* [Défi]
Répondez à ces questions sur l'extrait :
(a) Jusqu'à quel montant la somme forfaitaire pourrait-elle aller ?
(b) À quelle hauteur minimale les frais d'abonnement SNCF, RATP et des services publics de location de vélo sont-ils pris en charge ?
(c) Que doivent élaborer les entreprises à défaut d'accord sur ces mesures ?

* [Extrait]
+-------+
3. La prise en charge des frais engagés par les salariés se déplaçant entre leur résidence habituelle et leur lieu de travail avec :

  • un vélo personnel ;
  • ou un vélo personnel à assistance électrique ;
  • ou en tant que conducteur ou passager en covoiturage  ;
  • ou en transports publics de personnes (bus, tram…), à l’exception des frais d’abonnement SNCF, RATP et des services publics de location de vélo (qui sont obligatoirement pris en charge à hauteur de 50% minimum) ;
  • ou à l’aide d’autres services de mobilité partagée (trottinettes, auto-partage…).

La prise en charge se fait sous la forme d’un « forfait mobilités durables  ». En fonction des critères définis dans l’accord, les salariés concernés pourront bénéficier d’une somme forfaitaire qui pourrait aller jusqu’à 400€/an/salarié (montant exonéré de charges sociales et fiscales). Les modalités de ce forfait sont encore à déterminer (décret à paraître).

Remarque : le bénéfice de cette prise en charge ne peut être cumulé avec celle prévue pour les transports publics de personnes (RATP, SNCF) ou de services publics de location de vélos (Velo’v, Bicloo,Velib, VeliGo…).
 

 Attention

A défaut d’accord sur ces mesures, les entreprises précitées doivent élaborer « un plan de mobilité employeur sur leurs différents sites pour améliorer la mobilité de leur personnel ». Ce « plan de mobilité employeur » doit inclure des dispositions concernant le soutien aux déplacements domicile-travail de leur personnel, notamment le cas échéant concernant la prise en charge de frais de transports personnels.
+-------+
* [Données affichées]
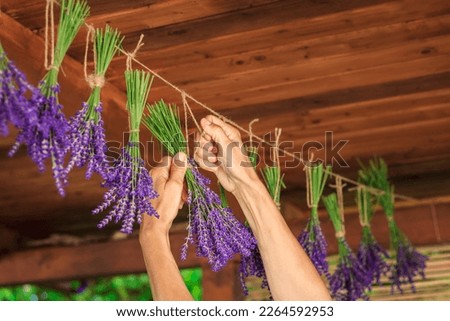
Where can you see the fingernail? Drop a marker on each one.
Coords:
(206, 121)
(182, 157)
+-------+
* [Solution du problème]
(a) Jusqu'à 400 € par an et par salarié.
(b) À hauteur de 50 % minimum.
(c) Un « plan de mobilité employeur » sur leurs différents sites pour améliorer la mobilité de leur personnel.